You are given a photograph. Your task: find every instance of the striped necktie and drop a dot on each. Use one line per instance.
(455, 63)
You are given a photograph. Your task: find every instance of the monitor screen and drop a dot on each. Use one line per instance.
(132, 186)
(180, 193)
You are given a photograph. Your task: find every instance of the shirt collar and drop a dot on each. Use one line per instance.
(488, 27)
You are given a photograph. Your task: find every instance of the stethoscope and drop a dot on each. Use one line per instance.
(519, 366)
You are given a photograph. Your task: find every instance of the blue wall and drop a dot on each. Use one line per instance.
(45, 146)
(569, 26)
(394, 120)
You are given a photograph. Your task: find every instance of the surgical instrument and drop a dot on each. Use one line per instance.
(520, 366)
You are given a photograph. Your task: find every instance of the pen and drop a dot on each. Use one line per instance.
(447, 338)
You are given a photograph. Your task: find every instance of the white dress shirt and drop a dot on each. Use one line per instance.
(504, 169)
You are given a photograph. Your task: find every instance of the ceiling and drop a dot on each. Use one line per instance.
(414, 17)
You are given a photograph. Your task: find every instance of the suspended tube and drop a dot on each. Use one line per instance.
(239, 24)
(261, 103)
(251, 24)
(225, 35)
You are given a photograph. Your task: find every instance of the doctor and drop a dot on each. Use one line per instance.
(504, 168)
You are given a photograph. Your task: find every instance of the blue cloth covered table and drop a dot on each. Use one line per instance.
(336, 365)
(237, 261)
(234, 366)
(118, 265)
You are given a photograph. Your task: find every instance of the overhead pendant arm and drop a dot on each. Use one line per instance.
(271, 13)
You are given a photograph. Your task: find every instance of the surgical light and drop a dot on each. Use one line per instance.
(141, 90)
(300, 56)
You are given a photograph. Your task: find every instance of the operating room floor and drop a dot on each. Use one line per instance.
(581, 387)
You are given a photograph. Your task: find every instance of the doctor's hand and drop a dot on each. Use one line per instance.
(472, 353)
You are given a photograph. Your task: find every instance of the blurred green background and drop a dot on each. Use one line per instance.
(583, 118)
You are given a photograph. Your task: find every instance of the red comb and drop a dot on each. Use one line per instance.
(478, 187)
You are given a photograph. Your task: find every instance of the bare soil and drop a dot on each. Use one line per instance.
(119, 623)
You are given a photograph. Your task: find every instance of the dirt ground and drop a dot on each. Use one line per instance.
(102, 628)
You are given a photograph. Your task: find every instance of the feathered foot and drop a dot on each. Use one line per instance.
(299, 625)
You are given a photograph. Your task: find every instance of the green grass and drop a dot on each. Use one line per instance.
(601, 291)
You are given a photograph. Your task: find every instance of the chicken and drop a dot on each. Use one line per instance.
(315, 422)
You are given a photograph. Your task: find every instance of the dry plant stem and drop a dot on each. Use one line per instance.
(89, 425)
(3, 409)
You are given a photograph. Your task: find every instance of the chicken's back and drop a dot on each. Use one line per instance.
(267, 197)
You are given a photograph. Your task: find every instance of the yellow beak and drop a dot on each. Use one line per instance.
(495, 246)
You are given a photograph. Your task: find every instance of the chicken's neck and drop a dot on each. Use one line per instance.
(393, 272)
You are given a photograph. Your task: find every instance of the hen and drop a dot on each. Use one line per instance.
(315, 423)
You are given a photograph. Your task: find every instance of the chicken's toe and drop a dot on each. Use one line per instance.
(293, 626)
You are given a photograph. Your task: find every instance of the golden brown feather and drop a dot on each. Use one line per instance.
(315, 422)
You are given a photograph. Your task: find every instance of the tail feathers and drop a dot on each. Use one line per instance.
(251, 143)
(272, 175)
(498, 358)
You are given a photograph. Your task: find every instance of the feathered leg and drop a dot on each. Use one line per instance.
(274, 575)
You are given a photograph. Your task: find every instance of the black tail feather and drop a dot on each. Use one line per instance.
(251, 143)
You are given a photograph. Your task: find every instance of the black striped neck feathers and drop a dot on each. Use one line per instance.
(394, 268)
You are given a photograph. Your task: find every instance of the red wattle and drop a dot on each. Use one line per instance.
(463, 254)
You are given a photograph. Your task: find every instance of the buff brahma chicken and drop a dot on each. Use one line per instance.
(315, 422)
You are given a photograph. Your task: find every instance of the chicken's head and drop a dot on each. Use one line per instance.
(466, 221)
■ ■ ■ ■ ■ ■ ■
Transcribe the records above exactly, but only from the line that contains "the chicken's toe" through their final line, inclusive.

You are given a photograph. Your task: find every instance of the chicken's toe and drop a dot on each. Use one line per instance.
(293, 626)
You are given a photograph. Your task: find every instance of the golden brown feather and drop a dot on each. Use one line per instance.
(315, 422)
You are given a photograph. Your task: find every instance of the tail feathers and drop a dot on each. Use one line per instance.
(251, 143)
(272, 175)
(498, 358)
You are given a photograph. Your task: find every instance of the feathered leg and drop a dot on each. Use one line per instance.
(274, 575)
You are given a photograph. Your task: find every instance of the black tail feather and drop a dot on each. Use one line per instance.
(251, 143)
You are given a photograph. Your task: find every instance of the black striped neck feathers and drop a dot on each. Use one line per instance.
(394, 268)
You are given a photograph. Your task: find every instance of the red wattle and drop a dot on each. Use one line per instance.
(463, 254)
You are given a photograph. Your task: find every instance of the buff brahma chicken and drop a dot on each. Use one line per instance.
(315, 422)
You are given a photograph. Your task: find every instance of the chicken's head and drop a dot on each. Use one line per instance.
(466, 221)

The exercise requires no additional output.